Data extracted from a collection:
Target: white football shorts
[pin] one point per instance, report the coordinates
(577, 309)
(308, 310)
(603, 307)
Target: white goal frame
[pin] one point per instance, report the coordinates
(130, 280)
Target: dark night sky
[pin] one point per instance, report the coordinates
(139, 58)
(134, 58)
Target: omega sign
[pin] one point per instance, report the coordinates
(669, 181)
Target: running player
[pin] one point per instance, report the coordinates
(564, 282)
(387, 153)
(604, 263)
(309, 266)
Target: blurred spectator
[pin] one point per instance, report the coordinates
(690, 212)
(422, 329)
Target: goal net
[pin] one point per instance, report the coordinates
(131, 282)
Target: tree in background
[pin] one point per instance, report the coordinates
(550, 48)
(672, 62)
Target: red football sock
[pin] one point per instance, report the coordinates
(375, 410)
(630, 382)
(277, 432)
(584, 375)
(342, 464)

Problem description: Those lines above that contain the string "goal" should be returned.

Task solution:
Target: white goal frame
Target: goal net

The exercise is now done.